**Problem requirements**
Take each line of the material that includes "uniform" and copy it.

**Exercise material**
····················

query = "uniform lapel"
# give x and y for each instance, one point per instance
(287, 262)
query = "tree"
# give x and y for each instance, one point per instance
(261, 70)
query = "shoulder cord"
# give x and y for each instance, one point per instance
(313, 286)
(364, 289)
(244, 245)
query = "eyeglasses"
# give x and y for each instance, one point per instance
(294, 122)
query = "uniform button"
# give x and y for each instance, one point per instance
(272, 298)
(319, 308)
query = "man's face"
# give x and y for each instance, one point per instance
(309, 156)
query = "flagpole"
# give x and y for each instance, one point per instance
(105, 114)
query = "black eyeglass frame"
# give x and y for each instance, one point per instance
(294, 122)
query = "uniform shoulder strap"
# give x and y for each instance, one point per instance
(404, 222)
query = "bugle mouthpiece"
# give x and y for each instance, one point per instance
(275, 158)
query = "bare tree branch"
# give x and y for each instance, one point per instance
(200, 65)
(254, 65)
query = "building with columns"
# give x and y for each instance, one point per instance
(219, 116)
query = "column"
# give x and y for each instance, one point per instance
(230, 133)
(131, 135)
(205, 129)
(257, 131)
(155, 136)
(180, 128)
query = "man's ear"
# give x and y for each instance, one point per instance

····················

**Response**
query = "uniform lapel"
query = "uniform button"
query = "uniform shoulder strap"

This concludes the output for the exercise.